» Goal
Could you rewrite the lines starting with the line containing "Could you please indicate the baseboard" and going on through the line containing "Could you please indicate the thermostat", replacing "integer" with "whole-number" and leaving everything else unchanged?

--------------------------------

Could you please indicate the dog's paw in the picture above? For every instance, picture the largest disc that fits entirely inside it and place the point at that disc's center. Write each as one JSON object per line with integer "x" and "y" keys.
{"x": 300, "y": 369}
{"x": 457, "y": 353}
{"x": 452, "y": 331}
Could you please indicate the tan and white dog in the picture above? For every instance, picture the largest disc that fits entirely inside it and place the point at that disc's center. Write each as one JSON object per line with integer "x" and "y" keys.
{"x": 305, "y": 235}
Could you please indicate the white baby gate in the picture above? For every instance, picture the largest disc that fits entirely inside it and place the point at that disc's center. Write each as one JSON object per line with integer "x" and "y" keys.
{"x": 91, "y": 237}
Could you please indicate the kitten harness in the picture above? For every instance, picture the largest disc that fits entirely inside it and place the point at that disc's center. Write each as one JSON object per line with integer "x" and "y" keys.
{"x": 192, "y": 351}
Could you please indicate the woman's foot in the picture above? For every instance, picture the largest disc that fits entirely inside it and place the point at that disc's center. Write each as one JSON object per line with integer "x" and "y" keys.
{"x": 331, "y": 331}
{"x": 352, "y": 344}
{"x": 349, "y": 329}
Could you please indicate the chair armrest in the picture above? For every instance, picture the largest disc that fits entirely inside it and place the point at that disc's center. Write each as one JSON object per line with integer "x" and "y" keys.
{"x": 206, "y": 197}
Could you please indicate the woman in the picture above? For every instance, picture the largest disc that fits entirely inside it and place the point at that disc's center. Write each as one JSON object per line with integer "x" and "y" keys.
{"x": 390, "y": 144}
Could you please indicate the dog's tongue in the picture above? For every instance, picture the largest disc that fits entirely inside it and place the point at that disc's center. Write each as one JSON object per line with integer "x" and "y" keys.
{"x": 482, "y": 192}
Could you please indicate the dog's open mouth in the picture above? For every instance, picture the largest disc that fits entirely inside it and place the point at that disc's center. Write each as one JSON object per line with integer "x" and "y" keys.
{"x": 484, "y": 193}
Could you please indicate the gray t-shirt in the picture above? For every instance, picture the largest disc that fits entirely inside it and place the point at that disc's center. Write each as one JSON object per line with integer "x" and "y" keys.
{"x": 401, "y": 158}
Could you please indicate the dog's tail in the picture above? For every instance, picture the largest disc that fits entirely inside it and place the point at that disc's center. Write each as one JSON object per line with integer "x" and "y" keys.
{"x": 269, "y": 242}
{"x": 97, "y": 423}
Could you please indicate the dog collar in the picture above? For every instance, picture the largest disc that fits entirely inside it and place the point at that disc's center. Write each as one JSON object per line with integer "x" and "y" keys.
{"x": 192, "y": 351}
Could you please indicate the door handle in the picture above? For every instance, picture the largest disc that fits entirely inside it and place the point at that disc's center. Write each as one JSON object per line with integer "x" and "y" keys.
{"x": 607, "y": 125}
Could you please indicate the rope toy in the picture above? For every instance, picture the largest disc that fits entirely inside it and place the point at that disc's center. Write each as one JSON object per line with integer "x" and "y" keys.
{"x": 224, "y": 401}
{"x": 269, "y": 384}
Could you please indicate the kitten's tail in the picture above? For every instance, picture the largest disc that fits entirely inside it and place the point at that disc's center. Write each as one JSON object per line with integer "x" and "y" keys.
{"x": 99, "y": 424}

--------------------------------

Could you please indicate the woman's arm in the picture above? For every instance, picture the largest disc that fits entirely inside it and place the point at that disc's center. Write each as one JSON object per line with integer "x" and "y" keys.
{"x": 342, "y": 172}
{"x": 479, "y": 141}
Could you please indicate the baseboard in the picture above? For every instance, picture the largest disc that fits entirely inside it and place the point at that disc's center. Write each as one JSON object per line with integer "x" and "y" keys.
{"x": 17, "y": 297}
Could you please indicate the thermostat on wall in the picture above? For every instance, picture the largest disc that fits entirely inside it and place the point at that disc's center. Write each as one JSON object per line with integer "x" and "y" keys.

--------------------------------

» Answer to this problem
Could you please indicate the baseboard in the picture above? For every instance, picture the largest disc that fits entirely inside it and place the point at that disc's center. Write each as one JSON object per line with whole-number "x" and "y" keys.
{"x": 17, "y": 297}
Could you please indicate the thermostat on wall in the picture above? For every instance, picture the largest disc that fits entirely inside it and place the point at that disc's center. Write each as one JSON object per line with whole-number "x" and "y" keys.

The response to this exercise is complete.